[START Document]
Stuttgart 21 opponents and supporters agree to keep the peace

Opponents and advocates of a controversial multi-billion-euro railway redevelopment in Stuttgart have ended the first day of conciliatory talks with a pledge to keep the peace and meet weekly until the end of November.

Heiner Geissler

Geissler said the meeting has eased tensions

The first day of long-awaited direct talks between opponents and supporters of the Stuttgart 21 railway redevelopment project has ended with a pledge by both parties to meet every Friday until the end of November to discuss differences over the controversial scheme.

The first topic broached at the talks dealt with the service capabilities and intended use of the new railway hub, as well as with the laying of new rail tracks for the project.

Veteran politician and chief mediator Heiner Geissler said after sixh hours of talks both sides "came to the conclusion that we want to resolve this dispute."

"We believe we have made an important contribution to easing tensions over the last weeks and months," he added.

Geissler said a desire to keep the peace would underpin the conciliatory meetings and that construction work would not continue while the talks were ongoing.

The Baden-Wuerttemberg Premier, Stefan Mappus, sits at the negotiating table with opponents and supporters of Stuttgart 21

The talks on Friday were the first to the be held on the project

The premier of Baden-Wuerttemberg state, Stefan Mappus, had earlier said no further demolition work or tree-clearing would take place until the next state election, scheduled for March 2011.

Groundwater works to continue

Geissler said Friday, however, that groundwater management works in the Stuttgart Schlossgarten park would continue under a compromise deal: earthworks are to go ahead, but construction work, such as paving, would be put on hold.

Matthias von Herrmann, a spokesperson for the opposition to the project, said after the talks that "substantial construction work in the Sclossgarten would be humiliating for the victims of the brutal and disproportionate police action" against protestors.

On September 30, police used water cannons, tear gas and pepper spray against protestors they said had turned violent. Tens of thousands of people have turned out in recent weeks for demonstrations against the project.

Protests continue

Construction work for the Stuttgart 21 project

The rail project will cost around seven billion euros

Also to come from the meeting was a promise by Geissler that future talks would not be held behind closed doors, but could rather be broadcast live on the Internet.

The controversial Stuttgart 21 project is meant to make the city and the surrounding region part of a 1,500-kilometer (932-mile) high-speed rail route across Europe.

Opponents have said the money required for the project, an estimated 7 billion euros ($9.5 billion), would be better spent on updating the existing rail network.

Despite the ongoing negotiations, Hannes Rockenbauch, another opposition spokesperson, said demonstrations against the project would go ahead as planned on the weekend.

Parties to the negotiations are to reconvene next Friday to continue their talks.
[END Document]
[START Raw data]
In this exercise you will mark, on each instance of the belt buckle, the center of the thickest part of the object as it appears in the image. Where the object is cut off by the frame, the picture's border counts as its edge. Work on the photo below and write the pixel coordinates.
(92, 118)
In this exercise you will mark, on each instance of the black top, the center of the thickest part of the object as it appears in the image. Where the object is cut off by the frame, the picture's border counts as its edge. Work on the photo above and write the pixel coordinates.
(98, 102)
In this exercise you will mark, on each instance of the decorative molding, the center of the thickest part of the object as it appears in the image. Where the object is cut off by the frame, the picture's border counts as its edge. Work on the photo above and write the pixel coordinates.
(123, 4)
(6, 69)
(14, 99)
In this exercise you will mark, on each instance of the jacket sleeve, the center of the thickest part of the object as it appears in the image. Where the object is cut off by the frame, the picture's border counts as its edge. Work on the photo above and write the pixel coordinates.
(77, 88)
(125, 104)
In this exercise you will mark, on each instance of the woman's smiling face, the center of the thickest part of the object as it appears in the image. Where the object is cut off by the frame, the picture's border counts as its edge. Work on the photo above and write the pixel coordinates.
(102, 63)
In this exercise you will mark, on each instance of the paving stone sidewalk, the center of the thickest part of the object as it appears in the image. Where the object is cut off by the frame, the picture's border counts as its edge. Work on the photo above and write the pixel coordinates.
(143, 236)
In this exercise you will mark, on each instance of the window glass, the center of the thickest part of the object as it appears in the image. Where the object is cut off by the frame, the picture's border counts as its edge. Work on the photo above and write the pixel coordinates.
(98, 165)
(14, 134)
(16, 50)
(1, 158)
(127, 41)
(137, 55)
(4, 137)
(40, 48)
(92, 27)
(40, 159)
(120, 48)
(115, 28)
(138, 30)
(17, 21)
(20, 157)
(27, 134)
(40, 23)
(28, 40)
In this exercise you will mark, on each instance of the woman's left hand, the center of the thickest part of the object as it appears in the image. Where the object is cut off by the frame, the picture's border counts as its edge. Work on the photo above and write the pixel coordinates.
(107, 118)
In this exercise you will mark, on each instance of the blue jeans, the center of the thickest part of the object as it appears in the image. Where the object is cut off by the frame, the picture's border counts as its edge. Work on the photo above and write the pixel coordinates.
[END Raw data]
Decide whether each statement agrees with the article on the Stuttgart 21 talks, answering yes or no and quoting the words that settle it. 1. Both parties committed to meeting each Friday until the end of November. 2. Future talks are to take place behind closed doors. 3. The weekend demonstrations against the project were called off because of the negotiations. The stored items play no part in this exercise.

### Exercise answer
1. Yes: "a pledge by both parties to meet every Friday until the end of November"
2. No: "future talks would not be held behind closed doors, but could rather be broadcast live on the Internet"
3. No: "demonstrations against the project would go ahead as planned on the weekend"